__DATA FOR PROCESSING__
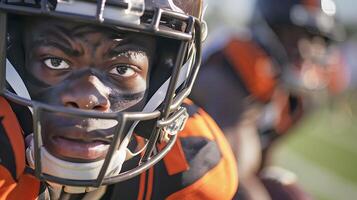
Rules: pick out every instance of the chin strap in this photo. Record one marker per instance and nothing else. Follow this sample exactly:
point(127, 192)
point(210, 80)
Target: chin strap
point(15, 81)
point(76, 171)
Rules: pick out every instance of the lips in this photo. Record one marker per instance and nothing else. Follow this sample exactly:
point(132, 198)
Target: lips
point(76, 144)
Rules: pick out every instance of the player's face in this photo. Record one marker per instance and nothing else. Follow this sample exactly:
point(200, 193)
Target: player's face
point(87, 67)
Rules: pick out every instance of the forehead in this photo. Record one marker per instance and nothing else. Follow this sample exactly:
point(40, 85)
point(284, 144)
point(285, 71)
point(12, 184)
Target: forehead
point(38, 25)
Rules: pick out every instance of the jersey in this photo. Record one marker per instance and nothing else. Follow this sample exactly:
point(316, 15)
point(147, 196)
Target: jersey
point(201, 165)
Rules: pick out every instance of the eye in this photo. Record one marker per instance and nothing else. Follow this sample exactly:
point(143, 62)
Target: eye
point(56, 63)
point(123, 70)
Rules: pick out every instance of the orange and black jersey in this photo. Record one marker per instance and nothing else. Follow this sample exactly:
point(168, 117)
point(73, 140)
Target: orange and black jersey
point(200, 165)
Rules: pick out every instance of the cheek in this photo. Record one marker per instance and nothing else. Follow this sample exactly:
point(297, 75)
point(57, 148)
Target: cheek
point(37, 71)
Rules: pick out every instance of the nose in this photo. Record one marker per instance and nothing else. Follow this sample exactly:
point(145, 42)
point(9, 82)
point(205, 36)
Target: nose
point(87, 93)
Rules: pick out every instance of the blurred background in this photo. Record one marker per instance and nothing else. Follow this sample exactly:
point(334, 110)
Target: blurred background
point(322, 150)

__ASSIGNMENT__
Take the stretch of lines above from the one containing "Rules: pick out every instance of the forehead" through the one containing "point(57, 148)" and repeat it exactly, adding no other line.

__RESPONSE FOR THIS EXERCISE__
Rules: pick out every instance of the forehead in this photo. Record one marker per instance and nothing else. Follow this sample exactly:
point(40, 85)
point(284, 144)
point(285, 71)
point(12, 184)
Target: forehead
point(38, 25)
Rules: pick out every instance of the jersey in this photo. Record one marker per instance and nothing else. Follow this sample exactly:
point(316, 15)
point(147, 196)
Target: jersey
point(201, 165)
Rules: pick out every instance of the eye in this photo. Record one marker per instance and nothing else. Follow this sample exactly:
point(143, 62)
Target: eye
point(56, 63)
point(123, 70)
Rules: pick out every instance of the orange and black jersey in this photo. Record one marker per instance and nothing else. Follow this sample exactly:
point(168, 117)
point(73, 140)
Target: orange and black jersey
point(200, 165)
Rules: pick out every instance of the cheek in this photo. Record one marker per instance and nothing else. Follow this sample exactly:
point(297, 75)
point(57, 148)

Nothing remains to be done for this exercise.